== Given problem ==
Could you write out everything from the start of the records down to the line containing "x=381, y=504", requests included, shifting every coordinate in the answers by -25? Leave the pictures out and keep the sample points in the requests as they are.

** start of Material supplied **

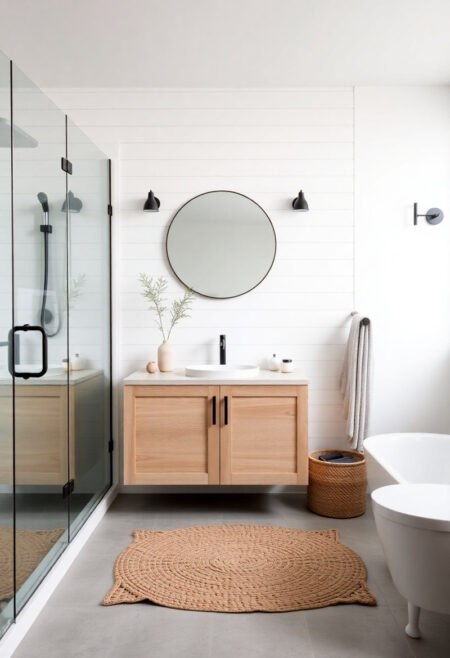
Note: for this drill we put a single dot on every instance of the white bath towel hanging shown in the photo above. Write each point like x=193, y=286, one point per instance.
x=355, y=381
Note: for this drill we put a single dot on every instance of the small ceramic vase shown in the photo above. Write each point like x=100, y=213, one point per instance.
x=166, y=357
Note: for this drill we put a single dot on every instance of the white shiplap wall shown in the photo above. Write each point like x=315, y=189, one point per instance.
x=266, y=144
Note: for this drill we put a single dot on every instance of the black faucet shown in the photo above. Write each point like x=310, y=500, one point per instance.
x=223, y=349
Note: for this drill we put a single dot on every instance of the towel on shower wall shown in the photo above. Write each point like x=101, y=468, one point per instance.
x=355, y=381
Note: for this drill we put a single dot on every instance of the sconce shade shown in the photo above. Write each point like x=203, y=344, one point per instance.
x=75, y=204
x=300, y=203
x=152, y=204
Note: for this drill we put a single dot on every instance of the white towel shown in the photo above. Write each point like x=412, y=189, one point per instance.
x=355, y=381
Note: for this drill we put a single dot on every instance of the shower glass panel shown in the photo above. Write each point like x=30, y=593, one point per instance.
x=89, y=323
x=43, y=455
x=6, y=381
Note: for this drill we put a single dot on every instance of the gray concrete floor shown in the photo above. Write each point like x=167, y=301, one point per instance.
x=74, y=624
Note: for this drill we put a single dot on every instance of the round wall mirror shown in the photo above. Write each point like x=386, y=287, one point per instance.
x=221, y=244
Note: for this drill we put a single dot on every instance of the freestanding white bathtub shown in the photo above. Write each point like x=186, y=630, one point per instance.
x=413, y=518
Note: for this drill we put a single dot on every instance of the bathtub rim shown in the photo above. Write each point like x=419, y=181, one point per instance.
x=372, y=447
x=381, y=504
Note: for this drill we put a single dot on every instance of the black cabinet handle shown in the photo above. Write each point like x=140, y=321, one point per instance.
x=213, y=400
x=12, y=340
x=225, y=409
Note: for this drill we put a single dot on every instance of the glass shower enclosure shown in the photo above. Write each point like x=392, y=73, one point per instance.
x=55, y=334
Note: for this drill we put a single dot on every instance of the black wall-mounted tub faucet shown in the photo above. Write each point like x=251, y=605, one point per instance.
x=223, y=349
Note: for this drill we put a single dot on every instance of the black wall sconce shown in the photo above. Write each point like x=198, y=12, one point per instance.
x=152, y=204
x=300, y=203
x=75, y=204
x=433, y=215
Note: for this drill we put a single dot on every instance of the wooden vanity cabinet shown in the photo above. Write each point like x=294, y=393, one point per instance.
x=263, y=439
x=170, y=435
x=215, y=434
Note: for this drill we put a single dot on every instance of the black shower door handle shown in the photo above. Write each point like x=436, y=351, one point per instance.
x=11, y=352
x=214, y=410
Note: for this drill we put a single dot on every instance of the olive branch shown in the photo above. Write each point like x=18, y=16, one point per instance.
x=154, y=291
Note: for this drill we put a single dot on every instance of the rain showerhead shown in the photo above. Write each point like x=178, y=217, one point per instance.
x=43, y=200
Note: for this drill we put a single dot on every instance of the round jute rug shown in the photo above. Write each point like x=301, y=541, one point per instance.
x=239, y=568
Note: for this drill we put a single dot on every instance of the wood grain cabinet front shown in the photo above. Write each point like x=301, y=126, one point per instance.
x=215, y=434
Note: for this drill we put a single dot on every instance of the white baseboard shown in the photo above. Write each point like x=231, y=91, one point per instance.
x=15, y=634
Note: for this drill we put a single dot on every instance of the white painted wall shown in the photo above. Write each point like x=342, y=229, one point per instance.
x=402, y=138
x=268, y=144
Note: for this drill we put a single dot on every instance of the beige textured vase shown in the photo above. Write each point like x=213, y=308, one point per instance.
x=166, y=357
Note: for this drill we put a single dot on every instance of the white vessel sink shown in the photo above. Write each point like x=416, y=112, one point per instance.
x=218, y=371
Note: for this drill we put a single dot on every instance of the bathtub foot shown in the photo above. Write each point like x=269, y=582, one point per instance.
x=412, y=628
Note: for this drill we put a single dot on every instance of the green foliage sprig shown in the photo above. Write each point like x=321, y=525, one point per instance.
x=154, y=291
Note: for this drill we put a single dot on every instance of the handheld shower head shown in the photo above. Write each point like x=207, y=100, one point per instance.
x=43, y=200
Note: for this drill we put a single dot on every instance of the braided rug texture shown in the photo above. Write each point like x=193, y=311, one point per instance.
x=31, y=547
x=239, y=568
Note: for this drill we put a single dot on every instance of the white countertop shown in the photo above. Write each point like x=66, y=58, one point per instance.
x=267, y=377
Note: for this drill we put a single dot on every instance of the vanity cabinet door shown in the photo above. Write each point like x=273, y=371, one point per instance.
x=42, y=414
x=170, y=435
x=264, y=435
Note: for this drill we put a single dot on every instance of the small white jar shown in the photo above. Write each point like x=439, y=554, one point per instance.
x=286, y=365
x=274, y=364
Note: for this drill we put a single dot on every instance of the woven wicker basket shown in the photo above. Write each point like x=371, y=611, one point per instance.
x=337, y=490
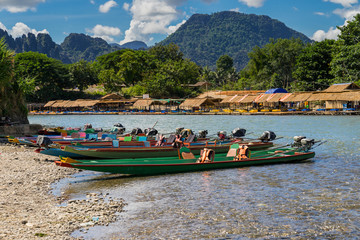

** end of Material supplied **

== Exercise result ==
Note: for this drill we put a single dot on every instance of the white bath towel hanging shown in the photo above. Write each point like x=193, y=286, one point per instance.
x=330, y=356
Note: for this drill we put a single dot on every instance of the small ceramic vase shown in the photo above. Write each point like x=100, y=213, one point per instance.
x=141, y=332
Note: for this drill we put a single dot on every instance of the white shiplap wall shown in the photo above. Write each point like x=315, y=189, one point per instance.
x=241, y=119
Note: for this drill we put a single dot on every instance of the black faucet shown in the photo above. Write each point like x=310, y=500, one point per instance.
x=198, y=324
Note: for this drill we put a single dot on every instance of the towel on shower wall shown in the photo above. Write each point like x=101, y=468, one point per instance.
x=330, y=356
Note: for this drill we put a single dot on every instance of the sconce shade shown in the photo above. Write each point like x=203, y=344, one point per instance.
x=50, y=179
x=275, y=178
x=127, y=179
Note: for this drill we put a single dot on every instance of the white towel shown in the photo above. Write each point like x=412, y=189, one point per instance.
x=330, y=356
Note: for this drill we put a single dot on every instance of the shower glass panel shown in the photo above. Write each point like x=30, y=593, one point per instance.
x=64, y=298
x=18, y=430
x=-19, y=356
Note: for this drill we put a single dot on every instance of the gray concrete floor shown in the photo above. Write each point like x=167, y=301, one point per instance.
x=49, y=599
Note: for this drill we put a single dot on every instance of the round wall mirror shown in the photo above. Write each point like x=386, y=287, one point per instance.
x=196, y=219
Note: for this drill we put a single dot on every instance of the freestanding white bathtub shown in the photo above. Write each point like x=186, y=630, one point per instance.
x=388, y=493
Note: for this drill we put a single dot on every instance of the bathtub rim shown in the photo above. Write each point like x=419, y=181, one point per instance.
x=347, y=422
x=356, y=479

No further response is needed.